-- begin --

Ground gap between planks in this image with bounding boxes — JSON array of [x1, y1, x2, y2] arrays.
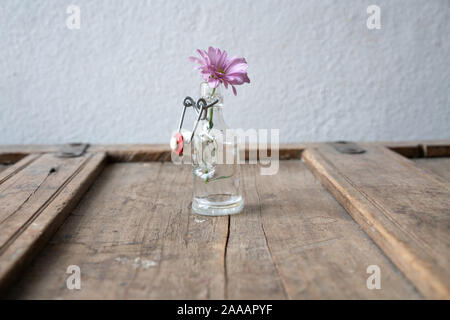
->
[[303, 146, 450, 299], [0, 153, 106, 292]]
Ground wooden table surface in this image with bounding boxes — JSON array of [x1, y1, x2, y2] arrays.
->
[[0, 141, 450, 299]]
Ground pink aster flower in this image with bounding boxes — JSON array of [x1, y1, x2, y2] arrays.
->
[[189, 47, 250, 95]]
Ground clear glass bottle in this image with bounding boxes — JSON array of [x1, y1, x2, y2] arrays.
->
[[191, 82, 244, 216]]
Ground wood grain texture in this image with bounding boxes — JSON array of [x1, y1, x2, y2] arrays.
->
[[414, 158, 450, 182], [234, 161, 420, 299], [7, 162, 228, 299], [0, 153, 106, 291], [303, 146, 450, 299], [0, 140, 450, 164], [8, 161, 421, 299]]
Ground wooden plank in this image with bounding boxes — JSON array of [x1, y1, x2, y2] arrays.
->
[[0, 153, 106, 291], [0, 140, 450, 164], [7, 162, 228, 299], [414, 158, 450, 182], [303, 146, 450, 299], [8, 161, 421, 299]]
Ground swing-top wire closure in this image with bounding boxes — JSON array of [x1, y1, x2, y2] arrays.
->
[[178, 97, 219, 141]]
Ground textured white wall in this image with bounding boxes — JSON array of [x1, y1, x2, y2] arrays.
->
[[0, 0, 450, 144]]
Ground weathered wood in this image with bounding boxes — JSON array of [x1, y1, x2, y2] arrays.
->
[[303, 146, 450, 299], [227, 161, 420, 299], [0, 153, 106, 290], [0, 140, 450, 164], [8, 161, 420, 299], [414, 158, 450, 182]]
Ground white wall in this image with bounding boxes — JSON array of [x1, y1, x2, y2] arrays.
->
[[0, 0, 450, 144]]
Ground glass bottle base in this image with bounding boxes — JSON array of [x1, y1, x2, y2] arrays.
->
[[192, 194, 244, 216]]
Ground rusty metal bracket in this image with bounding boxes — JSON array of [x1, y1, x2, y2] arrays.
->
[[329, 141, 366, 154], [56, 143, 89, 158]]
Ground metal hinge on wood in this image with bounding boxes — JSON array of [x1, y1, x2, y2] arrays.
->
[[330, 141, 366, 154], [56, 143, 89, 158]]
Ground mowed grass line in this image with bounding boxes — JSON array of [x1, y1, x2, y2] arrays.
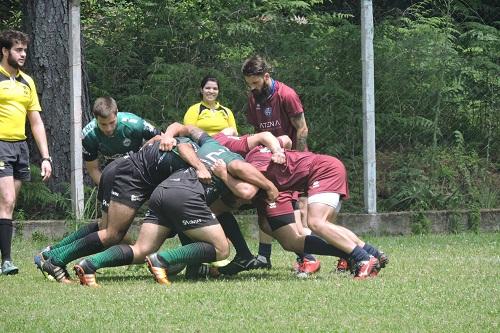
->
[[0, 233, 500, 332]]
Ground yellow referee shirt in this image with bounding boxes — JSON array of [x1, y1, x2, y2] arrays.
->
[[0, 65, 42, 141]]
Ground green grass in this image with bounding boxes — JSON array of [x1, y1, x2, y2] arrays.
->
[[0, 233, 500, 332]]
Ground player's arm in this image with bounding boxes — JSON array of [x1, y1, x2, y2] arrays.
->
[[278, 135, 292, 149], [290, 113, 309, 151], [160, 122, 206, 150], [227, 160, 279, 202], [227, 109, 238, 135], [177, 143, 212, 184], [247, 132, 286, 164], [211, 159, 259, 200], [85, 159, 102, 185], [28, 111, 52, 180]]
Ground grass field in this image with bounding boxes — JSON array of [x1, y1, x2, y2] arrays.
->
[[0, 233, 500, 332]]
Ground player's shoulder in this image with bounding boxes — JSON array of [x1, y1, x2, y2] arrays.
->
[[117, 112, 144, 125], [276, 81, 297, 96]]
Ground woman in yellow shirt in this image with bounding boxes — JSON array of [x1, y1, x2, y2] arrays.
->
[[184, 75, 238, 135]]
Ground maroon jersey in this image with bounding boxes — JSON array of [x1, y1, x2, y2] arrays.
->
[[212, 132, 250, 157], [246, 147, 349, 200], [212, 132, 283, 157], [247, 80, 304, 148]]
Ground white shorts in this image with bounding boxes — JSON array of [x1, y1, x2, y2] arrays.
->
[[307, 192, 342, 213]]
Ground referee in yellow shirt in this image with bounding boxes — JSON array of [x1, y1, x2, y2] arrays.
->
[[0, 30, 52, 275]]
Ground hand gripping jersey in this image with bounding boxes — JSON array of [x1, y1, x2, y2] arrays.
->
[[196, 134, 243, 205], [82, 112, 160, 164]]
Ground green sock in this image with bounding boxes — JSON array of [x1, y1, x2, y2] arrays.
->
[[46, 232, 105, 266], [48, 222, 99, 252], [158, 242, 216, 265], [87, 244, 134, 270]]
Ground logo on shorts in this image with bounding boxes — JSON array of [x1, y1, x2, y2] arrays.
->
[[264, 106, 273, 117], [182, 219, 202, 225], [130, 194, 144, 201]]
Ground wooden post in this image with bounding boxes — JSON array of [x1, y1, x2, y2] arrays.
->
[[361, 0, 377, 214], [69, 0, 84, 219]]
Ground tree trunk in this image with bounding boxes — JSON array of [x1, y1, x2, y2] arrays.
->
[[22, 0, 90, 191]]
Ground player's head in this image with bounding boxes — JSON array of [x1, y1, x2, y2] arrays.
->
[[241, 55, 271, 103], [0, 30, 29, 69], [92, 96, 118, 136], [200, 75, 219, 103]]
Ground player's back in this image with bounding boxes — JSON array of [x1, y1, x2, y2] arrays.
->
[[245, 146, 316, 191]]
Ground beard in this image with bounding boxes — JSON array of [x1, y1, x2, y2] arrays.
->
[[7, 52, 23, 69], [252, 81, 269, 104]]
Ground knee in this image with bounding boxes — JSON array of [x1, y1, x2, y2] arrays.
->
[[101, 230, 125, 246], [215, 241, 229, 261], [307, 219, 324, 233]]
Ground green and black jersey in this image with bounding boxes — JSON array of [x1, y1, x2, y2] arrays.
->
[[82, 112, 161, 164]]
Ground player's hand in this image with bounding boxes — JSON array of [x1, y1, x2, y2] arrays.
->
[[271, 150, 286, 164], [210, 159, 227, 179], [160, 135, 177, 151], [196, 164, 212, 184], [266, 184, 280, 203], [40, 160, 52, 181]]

-- end --

### Do this
Repeat the records word for word from the very beginning through the line containing "[[0, 141, 450, 299]]", and leave the pictures out of your answer.

### Exercise solution
Ground gap between planks in this image with bounding boxes — JSON array of [x1, y1, x2, y2] arrays.
->
[[303, 146, 450, 299], [0, 153, 106, 292]]
Ground wooden table surface in this image with bounding boxes — JSON array of [x1, y1, x2, y2] arrays.
->
[[0, 141, 450, 299]]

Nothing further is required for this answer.